> Task goal: Which lines run from the one containing "of the black" to the end of the entries? Quote them exactly, and nothing else.

"""

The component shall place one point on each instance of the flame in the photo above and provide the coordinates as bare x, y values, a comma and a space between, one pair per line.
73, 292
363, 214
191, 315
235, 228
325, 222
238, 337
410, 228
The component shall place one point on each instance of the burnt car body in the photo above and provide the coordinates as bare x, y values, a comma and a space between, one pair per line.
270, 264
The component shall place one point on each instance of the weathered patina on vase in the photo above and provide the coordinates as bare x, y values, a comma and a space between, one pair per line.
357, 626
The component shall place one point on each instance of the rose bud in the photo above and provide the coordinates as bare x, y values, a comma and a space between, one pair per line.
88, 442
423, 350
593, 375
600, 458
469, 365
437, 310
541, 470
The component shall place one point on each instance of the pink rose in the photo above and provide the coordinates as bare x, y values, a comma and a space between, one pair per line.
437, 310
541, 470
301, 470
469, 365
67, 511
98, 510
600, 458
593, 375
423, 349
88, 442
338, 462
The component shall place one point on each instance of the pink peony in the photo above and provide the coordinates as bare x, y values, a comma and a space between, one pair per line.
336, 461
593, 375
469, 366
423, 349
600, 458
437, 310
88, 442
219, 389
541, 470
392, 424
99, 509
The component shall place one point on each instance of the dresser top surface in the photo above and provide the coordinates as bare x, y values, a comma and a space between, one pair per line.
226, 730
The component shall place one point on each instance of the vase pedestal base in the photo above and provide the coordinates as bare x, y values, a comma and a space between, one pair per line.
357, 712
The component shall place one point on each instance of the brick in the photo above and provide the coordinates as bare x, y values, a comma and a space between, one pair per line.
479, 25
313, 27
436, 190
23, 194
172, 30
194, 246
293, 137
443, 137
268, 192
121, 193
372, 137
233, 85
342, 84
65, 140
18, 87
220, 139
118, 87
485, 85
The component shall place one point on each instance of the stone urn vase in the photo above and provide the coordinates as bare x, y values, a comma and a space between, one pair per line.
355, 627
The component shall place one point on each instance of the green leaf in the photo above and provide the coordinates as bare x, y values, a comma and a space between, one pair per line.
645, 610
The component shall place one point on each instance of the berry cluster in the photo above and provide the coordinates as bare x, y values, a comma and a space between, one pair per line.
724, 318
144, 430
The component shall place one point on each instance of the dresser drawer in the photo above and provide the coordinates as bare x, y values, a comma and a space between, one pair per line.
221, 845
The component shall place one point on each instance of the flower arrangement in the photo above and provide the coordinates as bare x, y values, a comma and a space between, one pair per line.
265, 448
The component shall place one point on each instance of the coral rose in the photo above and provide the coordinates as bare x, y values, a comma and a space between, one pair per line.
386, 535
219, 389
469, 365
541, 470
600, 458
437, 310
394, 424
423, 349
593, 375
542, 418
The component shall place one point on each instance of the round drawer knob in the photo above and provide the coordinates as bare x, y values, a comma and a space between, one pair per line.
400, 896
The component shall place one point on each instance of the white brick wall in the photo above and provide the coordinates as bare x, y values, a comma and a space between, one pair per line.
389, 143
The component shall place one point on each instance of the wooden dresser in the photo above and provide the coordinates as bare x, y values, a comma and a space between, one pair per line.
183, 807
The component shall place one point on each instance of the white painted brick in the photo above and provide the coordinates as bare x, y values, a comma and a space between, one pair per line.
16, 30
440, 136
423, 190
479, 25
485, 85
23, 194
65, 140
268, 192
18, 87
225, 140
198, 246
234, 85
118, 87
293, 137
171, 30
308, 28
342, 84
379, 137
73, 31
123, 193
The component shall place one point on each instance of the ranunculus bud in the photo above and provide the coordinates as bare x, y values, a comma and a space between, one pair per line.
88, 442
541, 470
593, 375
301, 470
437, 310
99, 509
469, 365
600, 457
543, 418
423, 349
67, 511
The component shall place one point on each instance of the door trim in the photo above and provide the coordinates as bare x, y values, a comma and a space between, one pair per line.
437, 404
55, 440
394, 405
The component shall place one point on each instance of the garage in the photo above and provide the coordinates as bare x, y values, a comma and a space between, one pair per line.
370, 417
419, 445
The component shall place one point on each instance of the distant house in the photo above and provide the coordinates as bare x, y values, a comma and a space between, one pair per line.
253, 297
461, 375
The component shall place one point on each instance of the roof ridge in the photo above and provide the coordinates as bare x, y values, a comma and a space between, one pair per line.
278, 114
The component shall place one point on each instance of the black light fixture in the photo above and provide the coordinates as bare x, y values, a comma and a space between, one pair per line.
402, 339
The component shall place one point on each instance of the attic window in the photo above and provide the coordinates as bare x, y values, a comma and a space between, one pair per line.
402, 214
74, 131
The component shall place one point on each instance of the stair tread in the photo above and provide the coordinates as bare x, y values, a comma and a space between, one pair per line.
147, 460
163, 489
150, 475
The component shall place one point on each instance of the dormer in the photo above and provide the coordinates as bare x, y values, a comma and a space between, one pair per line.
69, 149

"""

> Result:
The component shall place one point on each instance of the black light fixture in the photo above and provide the coordinates as bare x, y values, a comma and a space between, one pair per line.
402, 339
The component shall place one point on each instance of the attic window in the photo above and provide the coordinates as bare x, y values, a comma and a space between, one pair per line.
402, 214
74, 131
The component shall place one point on each instance of the stair tread in the photo above and provide the coordinates as bare x, y values, a comma and a space between, one pair per line.
147, 460
163, 489
150, 475
The component shall place one point on each instance of the dormer in the photo above and provide the coordinates as bare x, y values, a comma and a space between, one pair per line.
69, 149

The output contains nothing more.